TASK TO COMPLETE: Rewrite the lines starting at the one containing "face. Report pixel corners as JSON arrays." and ending at the one containing "[[10, 88, 331, 281], [276, 93, 466, 281]]", substituting "bay horse" for "chestnut horse" and leaving everything else unchanged.

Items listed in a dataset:
------------------------------
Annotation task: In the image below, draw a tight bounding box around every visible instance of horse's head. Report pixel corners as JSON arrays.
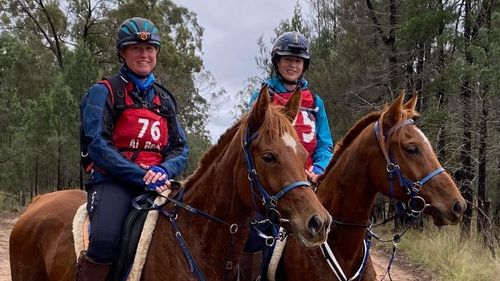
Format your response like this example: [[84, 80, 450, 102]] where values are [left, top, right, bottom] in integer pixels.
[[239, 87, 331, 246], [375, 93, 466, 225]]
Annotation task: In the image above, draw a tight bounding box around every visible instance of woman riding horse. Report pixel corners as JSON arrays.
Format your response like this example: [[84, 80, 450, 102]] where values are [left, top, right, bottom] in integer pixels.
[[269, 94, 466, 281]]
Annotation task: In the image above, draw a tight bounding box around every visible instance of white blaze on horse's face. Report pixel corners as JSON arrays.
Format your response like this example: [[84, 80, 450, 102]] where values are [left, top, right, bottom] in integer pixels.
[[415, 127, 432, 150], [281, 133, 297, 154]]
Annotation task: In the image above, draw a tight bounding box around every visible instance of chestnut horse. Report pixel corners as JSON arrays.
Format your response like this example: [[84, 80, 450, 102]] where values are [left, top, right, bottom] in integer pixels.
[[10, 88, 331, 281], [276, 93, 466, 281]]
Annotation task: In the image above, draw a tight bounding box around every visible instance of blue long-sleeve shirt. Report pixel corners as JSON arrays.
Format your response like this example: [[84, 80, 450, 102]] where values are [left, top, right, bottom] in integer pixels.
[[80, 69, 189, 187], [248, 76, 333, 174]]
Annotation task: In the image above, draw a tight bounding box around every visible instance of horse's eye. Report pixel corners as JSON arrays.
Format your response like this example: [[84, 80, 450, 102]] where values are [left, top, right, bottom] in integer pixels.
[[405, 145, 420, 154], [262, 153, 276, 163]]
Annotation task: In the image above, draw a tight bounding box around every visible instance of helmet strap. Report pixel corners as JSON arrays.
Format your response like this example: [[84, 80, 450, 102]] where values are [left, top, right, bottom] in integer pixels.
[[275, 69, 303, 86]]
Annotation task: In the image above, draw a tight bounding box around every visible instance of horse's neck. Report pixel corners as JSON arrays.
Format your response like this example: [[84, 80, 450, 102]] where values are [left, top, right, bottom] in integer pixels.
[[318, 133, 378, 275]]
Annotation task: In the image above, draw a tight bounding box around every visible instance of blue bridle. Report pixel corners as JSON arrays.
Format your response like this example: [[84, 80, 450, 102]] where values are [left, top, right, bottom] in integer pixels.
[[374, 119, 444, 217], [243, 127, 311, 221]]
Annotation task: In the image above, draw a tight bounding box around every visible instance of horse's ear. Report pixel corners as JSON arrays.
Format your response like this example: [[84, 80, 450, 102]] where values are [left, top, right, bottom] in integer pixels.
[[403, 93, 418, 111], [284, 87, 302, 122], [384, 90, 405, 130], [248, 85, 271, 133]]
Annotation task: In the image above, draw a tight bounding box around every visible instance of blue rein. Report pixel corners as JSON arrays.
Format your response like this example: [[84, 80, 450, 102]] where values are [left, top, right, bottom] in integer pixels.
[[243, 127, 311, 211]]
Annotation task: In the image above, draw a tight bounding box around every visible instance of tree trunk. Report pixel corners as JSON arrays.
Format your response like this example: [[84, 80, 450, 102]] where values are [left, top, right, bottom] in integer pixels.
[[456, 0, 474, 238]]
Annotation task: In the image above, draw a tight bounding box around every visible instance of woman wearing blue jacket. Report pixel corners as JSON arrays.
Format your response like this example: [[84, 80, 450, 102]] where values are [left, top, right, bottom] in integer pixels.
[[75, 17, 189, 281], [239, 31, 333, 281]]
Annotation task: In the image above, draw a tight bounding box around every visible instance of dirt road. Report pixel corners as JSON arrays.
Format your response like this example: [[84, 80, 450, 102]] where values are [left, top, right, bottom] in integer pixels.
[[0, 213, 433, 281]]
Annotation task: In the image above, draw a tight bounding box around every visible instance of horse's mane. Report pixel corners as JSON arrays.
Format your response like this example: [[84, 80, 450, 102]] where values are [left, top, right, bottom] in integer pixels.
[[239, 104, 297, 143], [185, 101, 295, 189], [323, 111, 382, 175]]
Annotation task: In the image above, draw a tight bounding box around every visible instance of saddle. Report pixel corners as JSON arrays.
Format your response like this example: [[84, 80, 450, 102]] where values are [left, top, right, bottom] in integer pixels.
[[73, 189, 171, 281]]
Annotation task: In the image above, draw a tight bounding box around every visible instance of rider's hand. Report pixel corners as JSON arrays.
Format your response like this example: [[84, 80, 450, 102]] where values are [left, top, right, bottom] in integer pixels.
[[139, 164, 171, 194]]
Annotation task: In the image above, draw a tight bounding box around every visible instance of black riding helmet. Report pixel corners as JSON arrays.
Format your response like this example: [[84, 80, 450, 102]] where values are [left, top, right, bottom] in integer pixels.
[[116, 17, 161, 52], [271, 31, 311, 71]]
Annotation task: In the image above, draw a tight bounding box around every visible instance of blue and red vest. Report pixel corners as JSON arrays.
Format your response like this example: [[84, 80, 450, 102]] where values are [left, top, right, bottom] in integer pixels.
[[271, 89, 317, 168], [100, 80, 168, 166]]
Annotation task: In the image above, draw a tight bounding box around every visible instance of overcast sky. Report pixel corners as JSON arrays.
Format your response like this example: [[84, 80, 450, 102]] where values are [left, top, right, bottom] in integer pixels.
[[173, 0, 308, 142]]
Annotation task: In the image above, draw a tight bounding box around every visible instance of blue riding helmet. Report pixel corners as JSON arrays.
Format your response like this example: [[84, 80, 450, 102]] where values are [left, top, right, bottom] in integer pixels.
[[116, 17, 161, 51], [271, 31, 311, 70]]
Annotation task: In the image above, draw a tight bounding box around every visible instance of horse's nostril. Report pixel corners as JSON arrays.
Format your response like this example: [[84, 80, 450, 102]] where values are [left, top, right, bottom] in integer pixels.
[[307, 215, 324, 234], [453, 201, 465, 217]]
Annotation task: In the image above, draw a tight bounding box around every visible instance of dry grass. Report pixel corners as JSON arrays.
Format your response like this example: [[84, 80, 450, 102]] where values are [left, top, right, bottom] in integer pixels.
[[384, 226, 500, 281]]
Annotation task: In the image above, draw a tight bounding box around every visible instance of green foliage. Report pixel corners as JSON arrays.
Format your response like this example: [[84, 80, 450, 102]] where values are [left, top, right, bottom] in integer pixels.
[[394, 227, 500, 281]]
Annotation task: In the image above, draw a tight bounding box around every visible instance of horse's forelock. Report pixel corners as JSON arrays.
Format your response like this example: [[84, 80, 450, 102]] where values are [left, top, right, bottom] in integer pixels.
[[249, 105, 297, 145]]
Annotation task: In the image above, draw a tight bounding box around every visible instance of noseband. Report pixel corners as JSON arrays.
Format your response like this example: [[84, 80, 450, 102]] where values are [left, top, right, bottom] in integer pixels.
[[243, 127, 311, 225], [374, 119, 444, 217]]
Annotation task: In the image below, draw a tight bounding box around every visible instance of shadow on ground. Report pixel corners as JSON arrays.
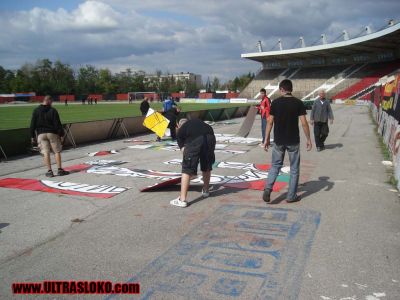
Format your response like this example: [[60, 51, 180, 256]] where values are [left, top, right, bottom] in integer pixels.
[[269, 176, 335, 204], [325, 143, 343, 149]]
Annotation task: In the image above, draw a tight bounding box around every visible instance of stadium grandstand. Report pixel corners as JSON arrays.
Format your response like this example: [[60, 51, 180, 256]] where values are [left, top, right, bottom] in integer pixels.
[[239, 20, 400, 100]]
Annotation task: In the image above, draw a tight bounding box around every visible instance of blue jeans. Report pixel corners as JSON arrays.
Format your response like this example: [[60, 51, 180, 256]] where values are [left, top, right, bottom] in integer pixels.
------------------------------
OUTPUT FOR THIS TASK:
Annotation task: In the image above, draw a tight bounding box around every visible instance of white blaze on horse's face. Report pixel corners as JSON arrays.
Format your response like this example: [[84, 80, 450, 102]] where values are [left, top, right, bottom] in integer pixels.
[[415, 127, 432, 150], [281, 133, 297, 154]]
Annotation task: In the image above, draw a tight bounding box around every visible instance of bay horse. Report pixel corners as JSON arrays.
Format your response like this example: [[84, 80, 450, 102]] where values are [left, top, right, bottom] in integer pixels.
[[10, 88, 331, 281], [276, 93, 466, 281]]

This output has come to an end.